▸ Stored records
= = =
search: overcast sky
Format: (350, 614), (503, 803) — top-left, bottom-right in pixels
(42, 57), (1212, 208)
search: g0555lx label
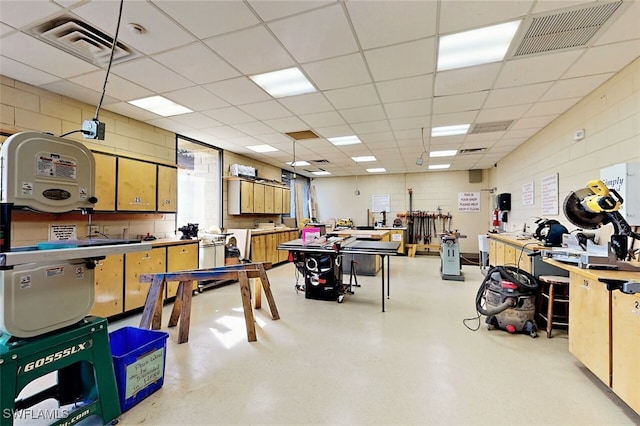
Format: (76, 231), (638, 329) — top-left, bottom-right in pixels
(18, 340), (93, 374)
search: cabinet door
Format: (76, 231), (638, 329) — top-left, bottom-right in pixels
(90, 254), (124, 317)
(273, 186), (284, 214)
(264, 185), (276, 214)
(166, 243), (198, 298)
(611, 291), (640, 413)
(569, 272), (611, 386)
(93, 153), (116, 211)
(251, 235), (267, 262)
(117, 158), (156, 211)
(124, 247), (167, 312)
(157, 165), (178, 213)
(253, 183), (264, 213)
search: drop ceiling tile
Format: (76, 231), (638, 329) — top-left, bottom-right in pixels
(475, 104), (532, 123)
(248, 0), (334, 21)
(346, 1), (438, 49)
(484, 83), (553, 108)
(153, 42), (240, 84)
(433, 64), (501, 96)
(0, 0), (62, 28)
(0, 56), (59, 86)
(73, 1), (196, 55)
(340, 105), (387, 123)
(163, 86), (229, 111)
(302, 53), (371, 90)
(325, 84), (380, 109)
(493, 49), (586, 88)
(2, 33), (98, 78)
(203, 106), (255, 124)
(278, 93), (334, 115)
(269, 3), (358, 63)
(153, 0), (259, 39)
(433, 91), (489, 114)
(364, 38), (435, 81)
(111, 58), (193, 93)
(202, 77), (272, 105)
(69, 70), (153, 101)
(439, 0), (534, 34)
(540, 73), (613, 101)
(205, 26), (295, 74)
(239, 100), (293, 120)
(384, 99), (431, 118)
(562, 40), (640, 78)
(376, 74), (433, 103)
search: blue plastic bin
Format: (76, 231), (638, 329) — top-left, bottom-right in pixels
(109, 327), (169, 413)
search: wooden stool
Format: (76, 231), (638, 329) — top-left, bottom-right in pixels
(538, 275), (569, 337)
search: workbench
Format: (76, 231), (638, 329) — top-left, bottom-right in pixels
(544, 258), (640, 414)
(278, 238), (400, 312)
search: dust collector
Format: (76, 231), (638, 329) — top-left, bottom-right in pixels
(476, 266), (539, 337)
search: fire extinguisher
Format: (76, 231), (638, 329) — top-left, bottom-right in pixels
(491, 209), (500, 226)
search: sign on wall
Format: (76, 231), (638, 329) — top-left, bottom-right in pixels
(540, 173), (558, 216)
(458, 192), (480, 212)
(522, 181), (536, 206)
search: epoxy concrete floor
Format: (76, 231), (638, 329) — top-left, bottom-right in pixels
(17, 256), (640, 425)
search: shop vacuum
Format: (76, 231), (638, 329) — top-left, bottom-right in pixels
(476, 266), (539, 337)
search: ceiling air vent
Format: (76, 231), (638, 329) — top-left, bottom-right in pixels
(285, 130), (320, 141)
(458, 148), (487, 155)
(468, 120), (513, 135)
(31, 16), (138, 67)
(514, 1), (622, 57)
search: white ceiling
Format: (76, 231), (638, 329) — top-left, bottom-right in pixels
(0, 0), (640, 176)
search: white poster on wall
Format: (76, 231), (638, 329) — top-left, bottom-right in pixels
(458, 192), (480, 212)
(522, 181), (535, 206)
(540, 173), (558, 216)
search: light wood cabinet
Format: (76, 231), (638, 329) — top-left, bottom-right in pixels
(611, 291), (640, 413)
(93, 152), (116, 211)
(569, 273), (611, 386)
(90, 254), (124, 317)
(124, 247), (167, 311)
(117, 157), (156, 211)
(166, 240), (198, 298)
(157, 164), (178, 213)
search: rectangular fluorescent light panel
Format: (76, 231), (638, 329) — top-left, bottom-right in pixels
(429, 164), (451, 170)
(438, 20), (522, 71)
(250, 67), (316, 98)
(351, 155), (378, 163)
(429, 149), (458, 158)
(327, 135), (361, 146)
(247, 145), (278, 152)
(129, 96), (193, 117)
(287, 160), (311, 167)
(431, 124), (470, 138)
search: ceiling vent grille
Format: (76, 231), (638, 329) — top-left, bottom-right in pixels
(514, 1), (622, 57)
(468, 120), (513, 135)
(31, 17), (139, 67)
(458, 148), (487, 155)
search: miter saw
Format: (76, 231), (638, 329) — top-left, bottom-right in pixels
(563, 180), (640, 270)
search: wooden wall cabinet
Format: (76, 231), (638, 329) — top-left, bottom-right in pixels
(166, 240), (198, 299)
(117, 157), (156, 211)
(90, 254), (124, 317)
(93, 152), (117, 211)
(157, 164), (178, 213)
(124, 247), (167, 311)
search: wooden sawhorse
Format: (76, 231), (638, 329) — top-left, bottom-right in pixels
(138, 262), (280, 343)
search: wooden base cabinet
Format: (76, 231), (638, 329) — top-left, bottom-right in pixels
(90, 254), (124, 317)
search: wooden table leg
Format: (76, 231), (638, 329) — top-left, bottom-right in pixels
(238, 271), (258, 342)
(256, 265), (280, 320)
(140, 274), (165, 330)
= = =
▸ What is being asked
Format every line of the material above as a Markdown table with the columns No. and Line, numbering the rows in order and skipping blank lines. Omit the pictures from the table.

▸ Output of the exercise
| No. | Line |
|---|---|
| 1 | search: overcast sky |
| 2 | Format: (350, 614), (503, 803) — top-left, bottom-right in pixels |
| 3 | (42, 57), (1212, 208) |
| 4 | search: g0555lx label |
| 5 | Format: (76, 231), (638, 329) — top-left, bottom-right in pixels |
| 6 | (18, 340), (93, 374) |
| 7 | search: cabinet door |
| 8 | Format: (76, 231), (638, 329) — top-left, bottom-right in pixels |
| 9 | (90, 254), (124, 317) |
| 10 | (273, 186), (284, 214) |
| 11 | (264, 185), (276, 214) |
| 12 | (166, 243), (198, 298) |
| 13 | (611, 291), (640, 413) |
| 14 | (569, 272), (611, 386) |
| 15 | (93, 153), (116, 211) |
| 16 | (251, 235), (267, 262) |
| 17 | (117, 158), (156, 211) |
| 18 | (124, 247), (167, 312) |
| 19 | (157, 165), (178, 213) |
| 20 | (253, 183), (264, 213) |
| 21 | search: drop ceiling tile |
| 22 | Format: (76, 231), (638, 329) — top-left, bottom-right in pixels |
| 23 | (475, 104), (532, 123) |
| 24 | (248, 0), (334, 21) |
| 25 | (346, 1), (438, 49) |
| 26 | (484, 83), (553, 108) |
| 27 | (153, 42), (240, 84) |
| 28 | (433, 64), (501, 96) |
| 29 | (0, 0), (62, 28) |
| 30 | (0, 56), (59, 86) |
| 31 | (73, 1), (196, 55) |
| 32 | (340, 105), (387, 123) |
| 33 | (163, 86), (229, 111) |
| 34 | (302, 53), (371, 90) |
| 35 | (325, 84), (380, 109) |
| 36 | (493, 49), (586, 88) |
| 37 | (2, 33), (98, 78) |
| 38 | (203, 106), (255, 124) |
| 39 | (278, 93), (334, 115) |
| 40 | (269, 3), (358, 63) |
| 41 | (153, 0), (259, 39) |
| 42 | (433, 91), (489, 114) |
| 43 | (364, 38), (435, 81) |
| 44 | (111, 58), (193, 93) |
| 45 | (202, 77), (272, 105) |
| 46 | (69, 70), (153, 101) |
| 47 | (439, 0), (534, 34) |
| 48 | (540, 73), (613, 101) |
| 49 | (205, 26), (295, 74) |
| 50 | (239, 100), (293, 120) |
| 51 | (384, 99), (431, 118) |
| 52 | (562, 40), (640, 78) |
| 53 | (376, 74), (433, 103) |
| 54 | search: blue plastic bin |
| 55 | Format: (76, 231), (638, 329) — top-left, bottom-right in pixels |
| 56 | (109, 327), (169, 413) |
| 57 | search: wooden stool |
| 58 | Format: (76, 231), (638, 329) — top-left, bottom-right in pixels |
| 59 | (538, 275), (569, 337) |
| 60 | search: workbench |
| 61 | Format: (76, 231), (638, 329) — top-left, bottom-right in pixels |
| 62 | (544, 258), (640, 414) |
| 63 | (278, 238), (400, 312) |
| 64 | search: dust collector |
| 65 | Format: (76, 231), (638, 329) — top-left, bottom-right in pixels |
| 66 | (476, 266), (539, 337) |
| 67 | search: fire extinguisher |
| 68 | Format: (76, 231), (638, 329) — top-left, bottom-right in pixels |
| 69 | (491, 209), (500, 226) |
| 70 | search: sign on wall |
| 71 | Format: (76, 231), (638, 329) — top-left, bottom-right in pixels |
| 72 | (540, 173), (558, 216) |
| 73 | (458, 192), (480, 212) |
| 74 | (522, 181), (536, 206) |
| 75 | search: epoxy concrete floor |
| 76 | Format: (76, 231), (638, 329) — top-left, bottom-right in pixels |
| 77 | (17, 256), (640, 425) |
| 78 | search: shop vacuum |
| 79 | Format: (76, 231), (638, 329) — top-left, bottom-right in pixels |
| 80 | (476, 266), (539, 337) |
| 81 | search: ceiling air vent |
| 82 | Format: (76, 231), (638, 329) — top-left, bottom-right in pixels |
| 83 | (285, 130), (320, 141) |
| 84 | (458, 148), (487, 155) |
| 85 | (468, 120), (513, 135) |
| 86 | (31, 16), (138, 67) |
| 87 | (514, 1), (622, 57) |
| 88 | search: white ceiling |
| 89 | Format: (76, 231), (638, 329) — top-left, bottom-right in pixels |
| 90 | (0, 0), (640, 176) |
| 91 | search: white poster on wall |
| 92 | Format: (76, 231), (638, 329) — top-left, bottom-right in pixels |
| 93 | (458, 192), (480, 212) |
| 94 | (522, 181), (535, 206) |
| 95 | (540, 173), (558, 216) |
| 96 | search: light wood cabinet |
| 97 | Format: (76, 231), (638, 329) — top-left, bottom-right in pixels |
| 98 | (611, 291), (640, 413) |
| 99 | (93, 152), (116, 211) |
| 100 | (569, 273), (611, 386) |
| 101 | (90, 254), (124, 317) |
| 102 | (124, 247), (167, 311) |
| 103 | (117, 157), (156, 211) |
| 104 | (166, 240), (198, 298) |
| 105 | (157, 164), (178, 213) |
| 106 | search: rectangular fluorescent light panel |
| 107 | Format: (76, 231), (638, 329) — top-left, bottom-right in pixels |
| 108 | (429, 164), (451, 170) |
| 109 | (438, 20), (522, 71) |
| 110 | (250, 67), (316, 98) |
| 111 | (351, 155), (378, 163) |
| 112 | (429, 149), (458, 158) |
| 113 | (327, 135), (361, 146) |
| 114 | (247, 145), (278, 152) |
| 115 | (129, 96), (193, 117) |
| 116 | (287, 160), (311, 167) |
| 117 | (431, 124), (470, 138) |
| 118 | search: ceiling vent grille |
| 119 | Format: (76, 231), (638, 329) — top-left, bottom-right in pixels |
| 120 | (514, 1), (622, 57) |
| 121 | (468, 120), (513, 135) |
| 122 | (31, 17), (139, 67) |
| 123 | (458, 148), (487, 155) |
| 124 | search: miter saw |
| 125 | Format: (76, 231), (638, 329) — top-left, bottom-right in pixels |
| 126 | (563, 180), (640, 270) |
| 127 | search: wooden wall cabinet |
| 128 | Format: (76, 231), (638, 329) — top-left, bottom-right in pixels |
| 129 | (166, 240), (198, 299) |
| 130 | (117, 157), (156, 211) |
| 131 | (90, 254), (124, 317) |
| 132 | (93, 152), (117, 211) |
| 133 | (157, 164), (178, 213) |
| 134 | (124, 247), (167, 311) |
| 135 | search: wooden sawhorse |
| 136 | Format: (76, 231), (638, 329) — top-left, bottom-right in pixels |
| 137 | (138, 262), (280, 343) |
| 138 | search: wooden base cabinet |
| 139 | Format: (76, 231), (638, 329) — top-left, bottom-right in pixels |
| 140 | (90, 254), (124, 317) |
| 141 | search: wooden table leg |
| 142 | Format: (76, 231), (638, 329) — top-left, bottom-right in pixels |
| 143 | (238, 271), (258, 342) |
| 144 | (256, 265), (280, 320) |
| 145 | (140, 274), (165, 330) |